– Застрял, а что делает, не знаю. Он во время войны заведовал санитарным отрядом на румынской границе.
Услыхав это, один из «товарищей» воскликнул:
– Как?! Заведующий санитарным отрядом? Я его знаю, я у него служил. Меня княгиня конфетами угощала.
Через полчаса я был опять дома. Репетиции наши возобновились; Чикаревскому нашли заместителя.
Это был интересный спектакль, в пользу бывших земских служащих, оказавшихся выкинутыми на улицу. Какие затруднения! Уже профессиональные союзы вмешивались, ставили свои требования. Красноармейцы стращали; моему камердинеру Дмитрию, который пошел служить в красноармейскую столовую, было заявлено: «Скажи князю, что если он на афише пропечатается князем, то будет арестован». Ходили слухи о том, что во время спектакля будет произведен поголовный обыск. За два дня до спектакля, как мне передавали, было заседание бывших земских служащих, чтобы решить, быть ли спектаклю или не быть, – такие носились зловещие слухи. Перед поднятием занавеса приходил ко мне Сладкопевцев, с которым окончательно установились хорошие отношения, просит меня не выходить на сцену: решено в меня яйцами кидать. (Вы видите, что дело было в такое время, когда яйца были еще дешевы.) Были ли слухи преувеличены или ввиду исключительной удачи спектакля не посмели вмешаться и прервать, только вечер прошел без задоринки, и единственное, что полетело на сцену, – пучок подснежников моей племяннице, изображавшей Куколку. Этот спектакль происходил в Народном доме – полторы тысячи человек зрителей. На генеральную репетицию привели из городских и пригородных школ больше полутора тысяч детей.

__Что сделать__:
Ответьте по приведённому тексту на три вопроса, пронумеровав ответы так же, как вопросы.
1. В пользу кого был дан спектакль?
2. Куда пошёл служить камердинер Дмитрий?
3. Сколько зрителей было на спектакле в Народном доме?
Строки в этой работе никак не используются.

__Исходные строки__:
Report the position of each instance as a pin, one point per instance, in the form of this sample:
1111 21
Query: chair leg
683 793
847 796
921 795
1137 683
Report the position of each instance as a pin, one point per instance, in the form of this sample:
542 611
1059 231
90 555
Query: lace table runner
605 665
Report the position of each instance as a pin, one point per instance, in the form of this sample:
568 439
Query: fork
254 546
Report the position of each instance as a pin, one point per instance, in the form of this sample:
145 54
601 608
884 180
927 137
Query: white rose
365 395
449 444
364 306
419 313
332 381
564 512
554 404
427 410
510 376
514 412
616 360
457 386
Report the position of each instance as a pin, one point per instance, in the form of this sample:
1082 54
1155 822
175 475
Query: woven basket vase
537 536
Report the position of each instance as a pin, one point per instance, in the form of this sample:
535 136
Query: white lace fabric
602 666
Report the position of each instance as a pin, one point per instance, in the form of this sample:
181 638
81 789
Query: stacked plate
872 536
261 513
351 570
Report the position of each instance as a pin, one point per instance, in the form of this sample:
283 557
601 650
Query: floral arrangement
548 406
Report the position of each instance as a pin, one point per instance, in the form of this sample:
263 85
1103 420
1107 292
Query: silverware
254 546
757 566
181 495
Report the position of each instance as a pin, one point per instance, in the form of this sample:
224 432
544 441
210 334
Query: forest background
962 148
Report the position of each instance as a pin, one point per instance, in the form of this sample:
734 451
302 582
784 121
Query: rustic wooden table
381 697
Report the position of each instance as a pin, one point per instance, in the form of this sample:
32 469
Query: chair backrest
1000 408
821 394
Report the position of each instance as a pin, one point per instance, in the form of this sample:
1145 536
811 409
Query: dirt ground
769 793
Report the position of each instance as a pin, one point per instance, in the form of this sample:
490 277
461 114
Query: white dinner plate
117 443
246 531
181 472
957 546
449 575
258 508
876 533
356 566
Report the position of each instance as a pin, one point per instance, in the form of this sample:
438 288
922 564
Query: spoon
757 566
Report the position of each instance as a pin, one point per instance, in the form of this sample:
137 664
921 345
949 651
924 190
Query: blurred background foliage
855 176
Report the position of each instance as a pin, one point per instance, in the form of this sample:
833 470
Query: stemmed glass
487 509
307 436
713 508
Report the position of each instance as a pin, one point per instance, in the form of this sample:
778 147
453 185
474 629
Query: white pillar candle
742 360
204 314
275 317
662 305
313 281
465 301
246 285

__Итог упражнения__:
1. В пользу бывших земских служащих, оказавшихся выкинутыми на улицу.
2. В красноармейскую столовую.
3. Полторы тысячи человек.